── Dataset

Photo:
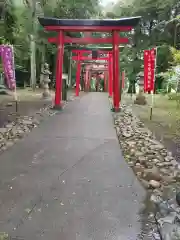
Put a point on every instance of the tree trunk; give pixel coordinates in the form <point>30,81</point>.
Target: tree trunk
<point>178,86</point>
<point>132,88</point>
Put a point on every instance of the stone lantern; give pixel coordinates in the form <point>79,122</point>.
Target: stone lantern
<point>45,81</point>
<point>140,98</point>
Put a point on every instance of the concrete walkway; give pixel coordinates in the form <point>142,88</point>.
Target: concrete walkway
<point>67,180</point>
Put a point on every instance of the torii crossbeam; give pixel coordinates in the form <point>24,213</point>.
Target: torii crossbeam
<point>61,26</point>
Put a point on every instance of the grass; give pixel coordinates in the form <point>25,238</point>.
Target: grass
<point>166,115</point>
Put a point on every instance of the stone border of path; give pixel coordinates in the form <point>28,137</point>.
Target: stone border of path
<point>14,131</point>
<point>155,168</point>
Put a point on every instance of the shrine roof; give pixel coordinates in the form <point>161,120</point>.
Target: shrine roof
<point>132,21</point>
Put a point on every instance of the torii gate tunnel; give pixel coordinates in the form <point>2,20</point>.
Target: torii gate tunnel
<point>114,26</point>
<point>99,56</point>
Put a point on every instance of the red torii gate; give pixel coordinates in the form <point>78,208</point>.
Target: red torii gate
<point>90,68</point>
<point>88,25</point>
<point>80,58</point>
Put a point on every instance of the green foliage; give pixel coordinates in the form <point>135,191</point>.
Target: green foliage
<point>175,97</point>
<point>9,22</point>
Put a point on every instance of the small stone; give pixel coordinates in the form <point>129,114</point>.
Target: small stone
<point>152,174</point>
<point>145,183</point>
<point>154,184</point>
<point>9,144</point>
<point>3,130</point>
<point>178,198</point>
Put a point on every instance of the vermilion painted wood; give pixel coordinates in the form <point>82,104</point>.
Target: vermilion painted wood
<point>90,51</point>
<point>83,58</point>
<point>59,70</point>
<point>89,28</point>
<point>87,40</point>
<point>110,85</point>
<point>116,89</point>
<point>78,74</point>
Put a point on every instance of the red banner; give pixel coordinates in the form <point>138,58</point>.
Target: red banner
<point>149,70</point>
<point>123,79</point>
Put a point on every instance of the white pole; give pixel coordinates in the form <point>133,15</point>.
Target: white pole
<point>15,88</point>
<point>152,92</point>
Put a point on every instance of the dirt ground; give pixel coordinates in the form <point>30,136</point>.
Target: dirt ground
<point>29,102</point>
<point>165,123</point>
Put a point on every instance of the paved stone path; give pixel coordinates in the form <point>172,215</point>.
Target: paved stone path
<point>67,180</point>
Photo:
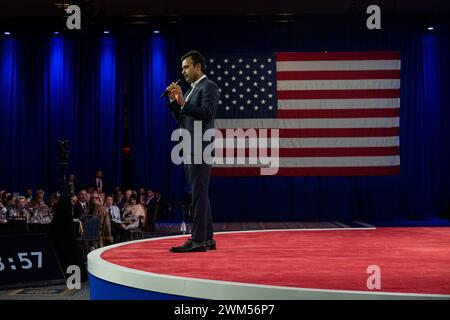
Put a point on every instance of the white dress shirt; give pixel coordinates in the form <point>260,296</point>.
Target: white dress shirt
<point>114,213</point>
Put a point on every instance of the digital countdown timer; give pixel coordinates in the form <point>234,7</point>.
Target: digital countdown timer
<point>24,261</point>
<point>28,258</point>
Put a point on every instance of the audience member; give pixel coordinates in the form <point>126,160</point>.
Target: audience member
<point>117,231</point>
<point>134,214</point>
<point>72,184</point>
<point>81,207</point>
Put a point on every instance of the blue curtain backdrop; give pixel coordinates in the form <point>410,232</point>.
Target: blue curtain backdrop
<point>56,88</point>
<point>41,100</point>
<point>150,123</point>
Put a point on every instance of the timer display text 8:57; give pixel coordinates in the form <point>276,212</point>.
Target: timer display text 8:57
<point>24,262</point>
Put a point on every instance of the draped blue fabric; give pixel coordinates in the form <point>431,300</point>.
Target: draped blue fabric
<point>72,88</point>
<point>55,88</point>
<point>150,122</point>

────

Render the entries from the line with "Put a point on every instance of the green" to the line with "<point>178,198</point>" as a two-column CSV headed instruction and points, with one row per entry. Put each entry's text and its answer in separate quoted fields, replacing line breaks with spaces.

instruction,points
"Put a point on every instance of the green foliage; give pixel coordinates in the form <point>135,191</point>. Target: green foliage","<point>175,97</point> <point>9,22</point>"
"Put a point on every instance of the small stone; give pixel coordinates in the form <point>129,114</point>. Target: small stone","<point>152,174</point> <point>145,183</point> <point>154,184</point> <point>9,144</point> <point>3,130</point> <point>178,198</point>"